Supplied data:
****************

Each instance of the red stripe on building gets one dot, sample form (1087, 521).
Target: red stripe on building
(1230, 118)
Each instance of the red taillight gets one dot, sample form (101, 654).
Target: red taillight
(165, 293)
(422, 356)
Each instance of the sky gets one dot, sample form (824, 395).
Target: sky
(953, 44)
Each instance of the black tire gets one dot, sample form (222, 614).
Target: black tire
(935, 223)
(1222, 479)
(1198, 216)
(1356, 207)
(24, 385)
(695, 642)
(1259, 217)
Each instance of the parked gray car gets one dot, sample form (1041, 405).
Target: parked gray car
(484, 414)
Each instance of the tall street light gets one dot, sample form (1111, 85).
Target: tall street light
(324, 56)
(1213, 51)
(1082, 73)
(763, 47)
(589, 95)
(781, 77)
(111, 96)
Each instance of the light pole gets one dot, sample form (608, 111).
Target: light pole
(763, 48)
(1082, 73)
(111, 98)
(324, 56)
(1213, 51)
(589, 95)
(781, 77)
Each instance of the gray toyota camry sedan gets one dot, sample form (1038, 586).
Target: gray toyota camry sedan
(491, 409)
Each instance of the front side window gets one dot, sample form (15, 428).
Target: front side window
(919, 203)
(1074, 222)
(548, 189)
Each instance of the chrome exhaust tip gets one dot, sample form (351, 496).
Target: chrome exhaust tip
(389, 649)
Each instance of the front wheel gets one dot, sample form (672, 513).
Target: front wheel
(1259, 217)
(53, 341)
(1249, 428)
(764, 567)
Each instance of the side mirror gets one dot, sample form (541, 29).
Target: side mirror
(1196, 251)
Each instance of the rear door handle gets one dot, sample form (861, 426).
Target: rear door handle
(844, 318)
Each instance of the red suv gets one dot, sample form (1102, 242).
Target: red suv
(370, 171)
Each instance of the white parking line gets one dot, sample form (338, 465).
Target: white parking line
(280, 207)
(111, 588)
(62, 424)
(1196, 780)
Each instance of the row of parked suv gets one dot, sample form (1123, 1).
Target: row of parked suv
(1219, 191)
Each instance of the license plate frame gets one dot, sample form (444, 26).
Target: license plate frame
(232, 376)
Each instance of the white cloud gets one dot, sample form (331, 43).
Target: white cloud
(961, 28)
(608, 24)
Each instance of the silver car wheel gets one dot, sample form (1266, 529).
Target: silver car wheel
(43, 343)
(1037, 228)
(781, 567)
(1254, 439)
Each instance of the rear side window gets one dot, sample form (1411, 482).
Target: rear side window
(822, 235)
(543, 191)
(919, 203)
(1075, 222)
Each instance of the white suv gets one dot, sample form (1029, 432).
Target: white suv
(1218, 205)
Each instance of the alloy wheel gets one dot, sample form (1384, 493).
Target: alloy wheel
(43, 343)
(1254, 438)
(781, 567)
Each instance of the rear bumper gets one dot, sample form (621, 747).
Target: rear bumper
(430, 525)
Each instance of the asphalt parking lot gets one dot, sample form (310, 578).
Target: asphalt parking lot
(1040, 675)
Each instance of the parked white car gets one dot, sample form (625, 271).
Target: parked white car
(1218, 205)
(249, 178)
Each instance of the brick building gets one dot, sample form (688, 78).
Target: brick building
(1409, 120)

****************

Job:
Give the records again, starting at the line that has "Each instance of the rear side" and ending with the last line of the records. Replace "alloy wheel" with "aluminum wheel" and leave everything else unchanged.

Response to this task:
Each instance of the rear side window gets one dot, sample form (1411, 482).
Target: rear side window
(822, 235)
(543, 191)
(919, 203)
(1075, 222)
Each instance of the white suv gets one dot, sample form (1029, 432).
Target: white suv
(1218, 205)
Each instance of the aluminum wheel gets one dot, sample form (1384, 493).
Target: aluminum wheel
(43, 343)
(1254, 438)
(781, 567)
Each instance of the rear bumper gets one dot, sample form (621, 747).
Target: rear bumper
(430, 525)
Each instance of the asphalt parking lot gets one dot, sample form (310, 578).
Target: asphalt parking lot
(1040, 675)
Each instance of the parked white car gets one dot, sample form (625, 271).
Target: parked white car
(1218, 205)
(249, 178)
Each instance of the brick building gets one dot, sample form (688, 78).
Target: brick building
(1409, 120)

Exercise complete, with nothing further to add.